▸ **Data provided**
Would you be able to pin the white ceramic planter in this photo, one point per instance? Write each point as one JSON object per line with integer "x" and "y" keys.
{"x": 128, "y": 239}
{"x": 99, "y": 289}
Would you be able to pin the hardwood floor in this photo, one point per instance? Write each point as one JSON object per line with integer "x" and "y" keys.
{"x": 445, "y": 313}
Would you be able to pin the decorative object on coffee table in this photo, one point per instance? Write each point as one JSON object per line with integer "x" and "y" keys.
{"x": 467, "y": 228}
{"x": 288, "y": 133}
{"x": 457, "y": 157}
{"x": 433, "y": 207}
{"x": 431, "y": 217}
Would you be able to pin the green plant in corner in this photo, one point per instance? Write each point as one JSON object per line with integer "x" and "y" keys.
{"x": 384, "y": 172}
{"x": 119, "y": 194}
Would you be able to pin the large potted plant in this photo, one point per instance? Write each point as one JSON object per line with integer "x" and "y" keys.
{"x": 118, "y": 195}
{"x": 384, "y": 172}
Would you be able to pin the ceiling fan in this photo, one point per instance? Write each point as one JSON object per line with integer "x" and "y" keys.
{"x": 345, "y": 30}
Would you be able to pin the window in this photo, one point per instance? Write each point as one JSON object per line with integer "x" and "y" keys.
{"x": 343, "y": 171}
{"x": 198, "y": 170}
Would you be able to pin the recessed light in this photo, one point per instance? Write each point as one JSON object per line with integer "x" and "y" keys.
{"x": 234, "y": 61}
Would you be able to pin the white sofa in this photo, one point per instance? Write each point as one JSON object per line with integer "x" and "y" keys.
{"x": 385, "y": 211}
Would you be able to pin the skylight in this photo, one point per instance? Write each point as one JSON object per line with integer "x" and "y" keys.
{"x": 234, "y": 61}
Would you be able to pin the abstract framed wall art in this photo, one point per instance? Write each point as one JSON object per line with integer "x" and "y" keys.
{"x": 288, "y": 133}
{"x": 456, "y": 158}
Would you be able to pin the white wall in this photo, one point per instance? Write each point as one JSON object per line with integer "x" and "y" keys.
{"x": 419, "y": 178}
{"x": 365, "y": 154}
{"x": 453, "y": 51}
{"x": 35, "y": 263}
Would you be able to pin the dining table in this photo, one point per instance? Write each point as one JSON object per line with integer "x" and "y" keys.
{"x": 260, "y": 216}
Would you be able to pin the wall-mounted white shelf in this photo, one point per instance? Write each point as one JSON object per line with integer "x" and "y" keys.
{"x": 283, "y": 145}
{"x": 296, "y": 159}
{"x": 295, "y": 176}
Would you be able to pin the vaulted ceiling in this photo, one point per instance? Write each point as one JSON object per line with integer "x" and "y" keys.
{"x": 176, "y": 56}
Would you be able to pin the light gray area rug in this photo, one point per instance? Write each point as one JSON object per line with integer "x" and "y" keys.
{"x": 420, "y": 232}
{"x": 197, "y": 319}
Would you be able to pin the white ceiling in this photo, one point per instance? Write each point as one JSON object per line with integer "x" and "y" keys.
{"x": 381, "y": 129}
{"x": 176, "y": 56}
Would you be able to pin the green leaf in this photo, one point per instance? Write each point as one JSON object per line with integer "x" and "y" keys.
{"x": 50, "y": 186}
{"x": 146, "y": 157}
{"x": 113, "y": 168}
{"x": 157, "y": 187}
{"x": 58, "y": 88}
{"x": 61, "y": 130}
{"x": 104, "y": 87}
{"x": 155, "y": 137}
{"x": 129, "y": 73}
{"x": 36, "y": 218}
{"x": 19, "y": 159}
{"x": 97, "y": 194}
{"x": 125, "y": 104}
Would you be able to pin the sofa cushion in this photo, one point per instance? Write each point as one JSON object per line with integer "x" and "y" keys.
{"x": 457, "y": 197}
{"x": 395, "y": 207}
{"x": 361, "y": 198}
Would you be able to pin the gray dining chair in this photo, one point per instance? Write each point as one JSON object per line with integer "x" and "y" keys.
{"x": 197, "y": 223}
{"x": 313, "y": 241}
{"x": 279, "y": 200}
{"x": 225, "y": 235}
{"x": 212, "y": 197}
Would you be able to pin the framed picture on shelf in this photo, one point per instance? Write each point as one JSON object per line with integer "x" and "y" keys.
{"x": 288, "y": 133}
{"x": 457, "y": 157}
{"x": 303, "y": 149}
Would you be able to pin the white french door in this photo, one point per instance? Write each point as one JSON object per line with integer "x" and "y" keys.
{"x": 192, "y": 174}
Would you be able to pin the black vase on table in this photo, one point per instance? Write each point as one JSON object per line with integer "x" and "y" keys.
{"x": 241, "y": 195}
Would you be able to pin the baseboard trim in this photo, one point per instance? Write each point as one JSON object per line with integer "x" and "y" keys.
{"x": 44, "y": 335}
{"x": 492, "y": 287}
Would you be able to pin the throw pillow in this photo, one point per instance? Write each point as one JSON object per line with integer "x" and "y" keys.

▸ **Task objective**
Print all of the data exactly as it was given.

▸ **Result**
Would you be able to pin the white ceramic planter in this photo, one point per instance? Write each point as one JSON object per line with integer "x" and "y" keys.
{"x": 128, "y": 239}
{"x": 99, "y": 289}
Would you be able to pin the hardwood floor in this photo, one point per instance? Write each point as one JSON object per line with integer "x" and "y" keys.
{"x": 445, "y": 313}
Would you be able to pin the decorative object on coffee table in this photo, one point per instance? Write each point as one JSON object per line with integer "x" and "y" keys.
{"x": 467, "y": 228}
{"x": 288, "y": 133}
{"x": 457, "y": 157}
{"x": 433, "y": 207}
{"x": 431, "y": 217}
Would you be able to pin the green plant in corner in this photo, one point per instance? Write each point as one JSON object per line with integer "x" and "y" keys.
{"x": 384, "y": 172}
{"x": 119, "y": 194}
Would you be able to pin the large potted plant in this photo, one point per instance? Write each point as one JSON object per line with integer "x" and "y" keys.
{"x": 118, "y": 195}
{"x": 384, "y": 172}
Would you be able to pin the ceiling fan in this photo, one point per instance? Write each point as one JSON object per line with integer "x" and "y" keys.
{"x": 345, "y": 30}
Would you be able to pin the window in this photo, one point per instance? Write each point as one JSON object per line with integer "x" and "y" keys.
{"x": 343, "y": 171}
{"x": 198, "y": 170}
Would you be able to pin the recessed light in this photo, one point per instance? Write each point as one JSON object per line with integer "x" and "y" keys.
{"x": 234, "y": 61}
Would you be able to pin the white sofa in this photo, one point per instance? Write each point as one JSON object per line with integer "x" and "y" keys.
{"x": 385, "y": 211}
Would you be able to pin the skylight in this photo, one point per instance? Write each point as one JSON object per line with integer "x" and "y" keys.
{"x": 234, "y": 61}
Would you be able to pin the abstract framed wall art in this photo, one point per instance? Write each point as one JSON object per line with integer "x" and "y" keys.
{"x": 288, "y": 133}
{"x": 456, "y": 158}
Would you be able to pin the white wall in this photo, one point per instance? Write each point as one JSON object per line with integer "x" and "y" keys.
{"x": 419, "y": 178}
{"x": 365, "y": 154}
{"x": 453, "y": 51}
{"x": 35, "y": 263}
Would you be able to pin the dining table in this photo, one point per instance? Write each point as one JSON object per line with integer "x" and "y" keys.
{"x": 260, "y": 216}
Would you be able to pin the wall-mounted white shelf in this photo, one point per instance? Write each point as one JSON object per line with integer "x" and "y" keys.
{"x": 283, "y": 145}
{"x": 296, "y": 159}
{"x": 295, "y": 176}
Would you be able to pin the vaulted ceiling in this photo, one point per instance? Write each point as one JSON object per line with integer "x" and "y" keys.
{"x": 176, "y": 56}
Would you be able to pin the light gray area rug in this photo, one point per instance? Write each point as one JSON object per line with integer "x" and "y" keys.
{"x": 420, "y": 232}
{"x": 197, "y": 319}
Would you be able to pin the white ceiling in this photo, one point per instance? Write each point as one JSON object per line with integer "x" and "y" keys.
{"x": 381, "y": 129}
{"x": 176, "y": 56}
Would you be able to pin the green leaf in this photo, one point per instance? Write each point as one JSON object per line with integer "x" and "y" keys.
{"x": 50, "y": 186}
{"x": 146, "y": 157}
{"x": 113, "y": 168}
{"x": 157, "y": 187}
{"x": 58, "y": 88}
{"x": 61, "y": 130}
{"x": 104, "y": 87}
{"x": 155, "y": 137}
{"x": 129, "y": 73}
{"x": 36, "y": 218}
{"x": 19, "y": 159}
{"x": 97, "y": 194}
{"x": 125, "y": 104}
Would you be able to pin the sofa cushion in this photo, one point per instance? Write each point as one JSON object per line with integer "x" and "y" keys.
{"x": 457, "y": 197}
{"x": 395, "y": 207}
{"x": 361, "y": 198}
Would you be able to pin the gray dining chair in this photo, one point per instance? Write each point as one JSON object per line with integer "x" and "y" keys.
{"x": 197, "y": 223}
{"x": 313, "y": 241}
{"x": 279, "y": 200}
{"x": 225, "y": 235}
{"x": 212, "y": 197}
Would you be able to pin the framed picture on shelf in this photo, one point per instance? Write each point as one JSON object per line with integer "x" and "y" keys.
{"x": 288, "y": 133}
{"x": 457, "y": 157}
{"x": 303, "y": 149}
Would you be able to pin the white french door in this photo, one point per instance? Write each point as one JSON object per line with integer "x" and "y" keys.
{"x": 192, "y": 174}
Would you be able to pin the black vase on table in this photo, one point per instance? Write each point as one JSON object per line with integer "x" and "y" keys.
{"x": 241, "y": 195}
Would you be able to pin the baseboard trim in this photo, one point per instance? Write each point as one JSON object per line with integer "x" and "y" keys.
{"x": 44, "y": 335}
{"x": 492, "y": 287}
Would you be able to pin the throw pillow in this photo, one point per instance? Write each point as one JSON object per line with integer "x" and "y" keys.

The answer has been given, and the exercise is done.